_REQUIRED TASK_.
Can you rewrite all the records below as a JSON list of strings, one string per line, skipping blank lines and leaving out the pictures?

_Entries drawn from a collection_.
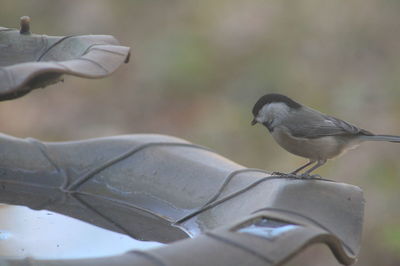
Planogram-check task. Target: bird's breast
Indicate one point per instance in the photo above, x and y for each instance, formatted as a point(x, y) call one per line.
point(313, 148)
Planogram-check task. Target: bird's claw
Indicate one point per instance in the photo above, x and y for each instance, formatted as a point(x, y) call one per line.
point(289, 175)
point(307, 176)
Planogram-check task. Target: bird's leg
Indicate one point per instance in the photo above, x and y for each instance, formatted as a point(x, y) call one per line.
point(302, 167)
point(319, 164)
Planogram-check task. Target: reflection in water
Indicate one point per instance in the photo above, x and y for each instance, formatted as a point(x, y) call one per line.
point(268, 228)
point(48, 235)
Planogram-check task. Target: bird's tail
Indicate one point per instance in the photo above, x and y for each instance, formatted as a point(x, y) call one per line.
point(382, 138)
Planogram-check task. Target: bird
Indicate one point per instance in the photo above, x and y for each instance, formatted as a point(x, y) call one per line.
point(309, 133)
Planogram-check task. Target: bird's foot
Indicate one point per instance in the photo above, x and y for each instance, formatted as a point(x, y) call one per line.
point(289, 175)
point(308, 176)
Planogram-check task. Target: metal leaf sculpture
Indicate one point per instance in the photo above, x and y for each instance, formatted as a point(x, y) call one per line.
point(30, 61)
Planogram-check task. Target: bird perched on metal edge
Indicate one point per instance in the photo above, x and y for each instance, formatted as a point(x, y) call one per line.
point(309, 133)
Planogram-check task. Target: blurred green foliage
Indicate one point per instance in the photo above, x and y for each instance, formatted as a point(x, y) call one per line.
point(197, 67)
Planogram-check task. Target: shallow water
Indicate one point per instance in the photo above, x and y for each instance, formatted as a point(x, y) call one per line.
point(47, 235)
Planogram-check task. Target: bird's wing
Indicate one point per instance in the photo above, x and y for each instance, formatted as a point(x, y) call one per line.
point(310, 123)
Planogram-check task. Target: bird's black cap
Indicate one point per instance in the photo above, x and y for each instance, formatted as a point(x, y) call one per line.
point(274, 98)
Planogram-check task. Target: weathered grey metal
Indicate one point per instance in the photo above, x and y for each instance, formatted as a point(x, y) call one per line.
point(155, 187)
point(30, 61)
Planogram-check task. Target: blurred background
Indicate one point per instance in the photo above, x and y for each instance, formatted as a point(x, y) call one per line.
point(197, 68)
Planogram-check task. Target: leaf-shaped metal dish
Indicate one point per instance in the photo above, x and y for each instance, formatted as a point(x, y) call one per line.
point(30, 61)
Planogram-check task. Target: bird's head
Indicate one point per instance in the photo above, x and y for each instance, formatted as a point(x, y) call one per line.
point(271, 108)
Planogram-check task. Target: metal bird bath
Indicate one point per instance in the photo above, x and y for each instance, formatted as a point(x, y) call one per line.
point(160, 188)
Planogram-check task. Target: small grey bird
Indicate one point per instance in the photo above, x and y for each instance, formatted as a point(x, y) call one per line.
point(308, 133)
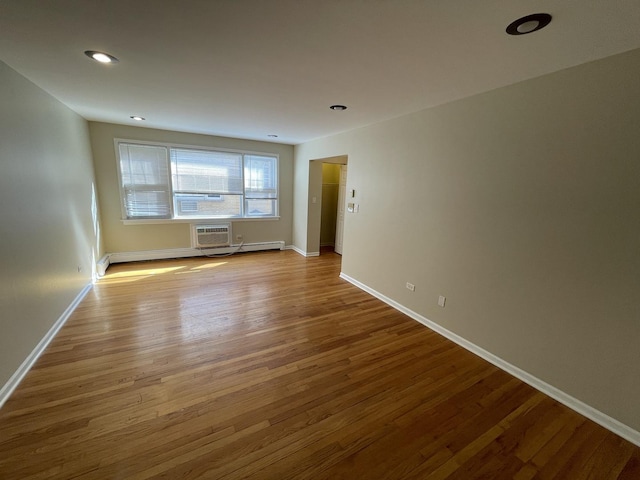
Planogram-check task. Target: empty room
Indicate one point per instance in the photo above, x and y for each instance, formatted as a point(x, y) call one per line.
point(333, 239)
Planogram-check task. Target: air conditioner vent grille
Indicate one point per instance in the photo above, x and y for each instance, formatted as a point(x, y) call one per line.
point(211, 236)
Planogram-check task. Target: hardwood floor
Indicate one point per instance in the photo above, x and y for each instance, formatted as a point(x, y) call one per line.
point(269, 366)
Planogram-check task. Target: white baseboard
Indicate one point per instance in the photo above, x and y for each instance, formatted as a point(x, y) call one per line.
point(102, 265)
point(8, 388)
point(302, 252)
point(582, 408)
point(122, 257)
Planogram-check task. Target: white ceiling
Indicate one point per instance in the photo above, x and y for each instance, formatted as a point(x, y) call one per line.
point(250, 68)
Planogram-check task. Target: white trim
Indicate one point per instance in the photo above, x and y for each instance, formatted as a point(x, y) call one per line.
point(121, 257)
point(168, 146)
point(302, 252)
point(582, 408)
point(165, 221)
point(8, 388)
point(102, 265)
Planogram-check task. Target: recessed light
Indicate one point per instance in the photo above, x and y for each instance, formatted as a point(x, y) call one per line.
point(101, 57)
point(529, 24)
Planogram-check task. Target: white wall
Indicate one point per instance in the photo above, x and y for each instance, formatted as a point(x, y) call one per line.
point(119, 237)
point(521, 206)
point(48, 215)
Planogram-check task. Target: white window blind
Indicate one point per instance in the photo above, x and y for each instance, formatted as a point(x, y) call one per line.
point(260, 185)
point(144, 173)
point(202, 171)
point(179, 182)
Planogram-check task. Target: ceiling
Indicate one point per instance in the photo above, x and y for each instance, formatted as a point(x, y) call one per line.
point(253, 68)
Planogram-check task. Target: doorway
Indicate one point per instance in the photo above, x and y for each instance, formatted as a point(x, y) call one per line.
point(325, 223)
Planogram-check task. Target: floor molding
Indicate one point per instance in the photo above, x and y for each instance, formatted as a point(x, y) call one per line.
point(122, 257)
point(8, 388)
point(302, 252)
point(582, 408)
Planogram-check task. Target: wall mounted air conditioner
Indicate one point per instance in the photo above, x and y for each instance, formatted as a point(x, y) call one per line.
point(210, 236)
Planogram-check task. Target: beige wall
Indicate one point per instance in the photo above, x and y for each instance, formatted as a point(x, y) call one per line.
point(48, 216)
point(119, 237)
point(521, 206)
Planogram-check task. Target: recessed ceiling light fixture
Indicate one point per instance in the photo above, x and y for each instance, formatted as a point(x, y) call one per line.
point(529, 24)
point(101, 57)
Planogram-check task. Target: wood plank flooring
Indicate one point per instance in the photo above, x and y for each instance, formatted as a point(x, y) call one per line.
point(269, 366)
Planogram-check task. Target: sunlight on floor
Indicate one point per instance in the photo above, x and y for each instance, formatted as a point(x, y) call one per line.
point(136, 275)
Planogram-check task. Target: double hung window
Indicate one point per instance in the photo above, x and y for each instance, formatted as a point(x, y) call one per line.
point(176, 182)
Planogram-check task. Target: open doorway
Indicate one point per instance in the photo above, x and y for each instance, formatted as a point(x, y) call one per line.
point(330, 209)
point(327, 176)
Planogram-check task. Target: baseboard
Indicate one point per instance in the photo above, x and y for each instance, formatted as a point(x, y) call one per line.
point(102, 265)
point(302, 252)
point(582, 408)
point(8, 388)
point(122, 257)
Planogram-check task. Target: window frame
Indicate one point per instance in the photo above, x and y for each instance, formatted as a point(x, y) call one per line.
point(194, 219)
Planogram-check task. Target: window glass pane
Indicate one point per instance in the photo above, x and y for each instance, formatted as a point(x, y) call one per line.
point(201, 171)
point(260, 207)
point(144, 176)
point(260, 176)
point(213, 205)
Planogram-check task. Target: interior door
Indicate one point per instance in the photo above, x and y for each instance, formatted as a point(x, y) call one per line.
point(342, 198)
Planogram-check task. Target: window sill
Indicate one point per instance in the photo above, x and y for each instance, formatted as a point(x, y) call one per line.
point(167, 221)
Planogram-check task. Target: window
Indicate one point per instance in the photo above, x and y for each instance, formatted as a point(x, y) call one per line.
point(176, 182)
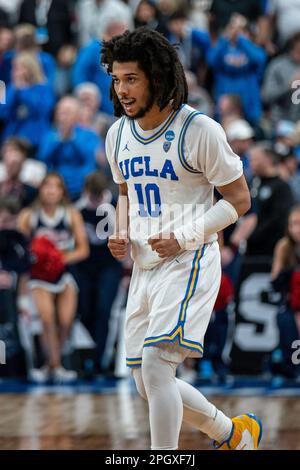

_SOLUTION TO THE PROBLEM_.
[
  "Planogram-check task. Target: bird's breast",
  "Indicate one point per instance in the photo above, x and y for each instance, formatted as a point(x, y) call one per line.",
  "point(313, 148)",
  "Planogram-check task. Target: bird's claw",
  "Indicate one point per instance in the photo above, x and y for each instance, formatted as a point(x, y) call one per line.",
  "point(289, 175)",
  "point(307, 176)",
  "Planogram-check task. Target: bird's leg",
  "Indicate one point per instance in the photo above, x and y for each instance, formatted as a point(x, y) call one per line.",
  "point(302, 167)",
  "point(319, 164)",
  "Planogram-check task. Target: reflection in water",
  "Indicate one point per instance in the photo above, x and y for each instance, formatted as a point(x, y) call one per line.",
  "point(268, 228)",
  "point(48, 235)",
  "Planogram-check task. Target: bird's tail",
  "Indicate one point per instance in the photo above, x and y for each instance, formatted as a point(x, y) call one per line.",
  "point(382, 138)",
  "Planogram-check task. Target: bird",
  "Indicate one point per instance in the photo above, x and y for each instance, formatted as a point(x, y) call one per line.",
  "point(309, 133)",
  "Planogram-check task. Target: bird's foot",
  "Indicate one point per instance in the photo above, x and y for each instance, formatted as a point(x, y) call one per line.",
  "point(289, 175)",
  "point(308, 176)",
  "Planogram-check task. Target: metal leaf sculpture",
  "Indicate one point per instance in the photo above, x and y for each instance, formatted as a point(x, y) call one per line.",
  "point(30, 61)",
  "Planogram-check task. Target: bird perched on metal edge",
  "Indicate one point per instance in the photo above, x and y for each instance, formatted as a point(x, y) call one per line.",
  "point(309, 133)",
  "Planogram-check task. Target: blurred green foliage",
  "Indicate one point per instance in the photo above, x and y for each instance, formatted as a point(x, y) call one per line.",
  "point(197, 67)",
  "Planogram-check task. Target: shallow water",
  "Indicate one point per instance in the photo above, x and y for each instance, formatted as a point(x, y) call one per line.",
  "point(47, 235)",
  "Planogram-check task. Target: bird's wing",
  "Indicate one point per instance in the photo above, x and y for each instance, formatted as a point(x, y) call one per line.",
  "point(310, 123)",
  "Planogram-check task. Target: bird's black cap",
  "Indicate one point per instance in the photo above, x and y for each instance, formatted as a point(x, y) call one per line.",
  "point(274, 98)",
  "Planogram-check task. Target: weathered grey metal",
  "Indicate one point per instance in the photo above, x and y for each instance, formatted as a point(x, y) call one per line.",
  "point(155, 187)",
  "point(30, 61)",
  "Planogram-check task. Target: blurred background",
  "Indicate one point per instance in the photo above, x and y for each instance, formatted as a point(x, y) call one per line.",
  "point(197, 68)",
  "Planogram-check task. Target: leaf-shaped metal dish",
  "Indicate one point per instance in the photo above, x and y for each instance, formatted as a point(x, y) call one per line.",
  "point(30, 61)",
  "Planogram-check task. Target: bird's head",
  "Indicate one point per instance in the photo above, x and y for each instance, formatted as a point(x, y) call one per line.",
  "point(271, 108)",
  "Planogram-check task. Target: metal bird bath",
  "Indicate one point per instance in the photo above, x and y for each instance, formatted as a point(x, y) call one per line.",
  "point(160, 188)",
  "Planogram-check task. Target: small grey bird",
  "Indicate one point per instance in the photo above, x and y for each instance, formatted as a point(x, y) call one per line.",
  "point(308, 133)",
  "Planogram-check task. Target: empty room",
  "Indicate one point per instance in the photo above, x and y for each instance, formatted as a point(x, y) call one per line.",
  "point(333, 239)",
  "Planogram-check task. Target: air conditioner vent grille",
  "Indicate one point per instance in the photo above, x and y for each instance, formatted as a point(x, y) call one per line.",
  "point(211, 236)",
  "Planogram-check task. Target: hardwood floor",
  "Indicate one point per instance in the photo above, x and y for each instance, formatted as a point(x, y) call one per line.",
  "point(269, 366)",
  "Planogram-check task. Target: white baseboard",
  "Indicate one point per instance in the photo above, x and y for each instance, formatted as a point(x, y) call one per line.",
  "point(102, 265)",
  "point(8, 388)",
  "point(302, 252)",
  "point(582, 408)",
  "point(122, 257)",
  "Planogram-check task. Target: white ceiling",
  "Indicate one point per instance in the photo above, x and y for each instance, formatted as a point(x, y) call one per line.",
  "point(250, 68)",
  "Planogram-check task. Target: white trim",
  "Indicate one point per instance in the photo above, x and y for each instance, formatted as a point(x, y) call one per line.",
  "point(121, 257)",
  "point(168, 146)",
  "point(302, 252)",
  "point(582, 408)",
  "point(165, 221)",
  "point(8, 388)",
  "point(102, 265)",
  "Planogram-check task. Target: recessed light",
  "Indicate one point per instance in the photo above, x and y for each instance, formatted as a point(x, y) call one per line.",
  "point(101, 57)",
  "point(529, 24)",
  "Planogram-check task. Target: white wall",
  "Indicate one point per instance in the photo above, x and y for each instance, formatted as a point(x, y) call one per line.",
  "point(119, 237)",
  "point(521, 206)",
  "point(48, 215)",
  "Planogram-check task. Target: white window blind",
  "Indicate one point per instance in the photo above, x and y for each instance, formatted as a point(x, y) call one per line.",
  "point(260, 185)",
  "point(144, 173)",
  "point(202, 171)",
  "point(179, 182)",
  "Planogram-check task. Target: ceiling",
  "Indicate one point per instance in the photo above, x and y for each instance, formatted as a point(x, y) call one per line.",
  "point(253, 68)",
  "Planogram-check task. Target: doorway",
  "Indicate one point per instance in the photo above, x and y for each instance, formatted as a point(x, y) call one per line.",
  "point(325, 223)",
  "Planogram-check task. Target: floor molding",
  "Indicate one point per instance in the photo above, x and y for each instance, formatted as a point(x, y) call one per line.",
  "point(122, 257)",
  "point(8, 388)",
  "point(302, 252)",
  "point(582, 408)",
  "Planogram-check task. Target: wall mounted air conditioner",
  "Indicate one point per instance in the photo above, x and y for each instance, formatted as a point(x, y) call one per line.",
  "point(210, 236)",
  "Planogram-check task. Target: beige wall",
  "Indicate one point per instance in the photo above, x and y for each instance, formatted as a point(x, y) call one per line.",
  "point(48, 216)",
  "point(119, 237)",
  "point(521, 206)",
  "Planogram-check task. Target: recessed ceiling light fixture",
  "Indicate one point per instance in the photo above, x and y for each instance, formatted as a point(x, y) call one per line.",
  "point(529, 24)",
  "point(101, 57)",
  "Planogram-check task. Target: wood plank flooring",
  "Indicate one point per instance in the photo above, x and y for each instance, formatted as a point(x, y) call one per line.",
  "point(269, 366)",
  "Planogram-check task. Target: sunlight on floor",
  "Indicate one point per instance in the photo above, x and y for each instance, formatted as a point(x, y) call one per line.",
  "point(136, 275)",
  "Planogram-check task. Target: double hung window",
  "Indicate one point per instance in the photo above, x and y for each instance, formatted as a point(x, y) call one per line.",
  "point(176, 182)",
  "Planogram-check task. Target: open doorway",
  "Indicate one point per instance in the photo above, x and y for each instance, formatted as a point(x, y) call one per line.",
  "point(330, 209)",
  "point(327, 176)",
  "Planogram-check task. Target: baseboard",
  "Indicate one point per instance in the photo above, x and y for each instance, formatted as a point(x, y) call one per line.",
  "point(102, 265)",
  "point(302, 252)",
  "point(582, 408)",
  "point(8, 388)",
  "point(122, 257)",
  "Planogram-check task. Target: window frame",
  "Indicate one point per instance in the photo above, x and y for each instance, formatted as a point(x, y) call one per line.",
  "point(194, 219)",
  "Planogram-check task. Target: window glass pane",
  "Indicate one point per instance in the photo above, x and y for each instance, formatted as a point(x, y) call one per line.",
  "point(201, 171)",
  "point(260, 207)",
  "point(144, 176)",
  "point(260, 176)",
  "point(213, 205)",
  "Planogram-check task. Target: interior door",
  "Indicate one point per instance in the photo above, x and y for each instance, formatted as a point(x, y) call one per line.",
  "point(342, 198)",
  "Planogram-check task. Target: window sill",
  "Indicate one point per instance in the photo above, x and y for each instance, formatted as a point(x, y) call one per line.",
  "point(167, 221)",
  "Planogram-check task. Target: window",
  "Indicate one point per instance in the photo above, x and y for each instance, formatted as a point(x, y) call one per line.",
  "point(176, 182)"
]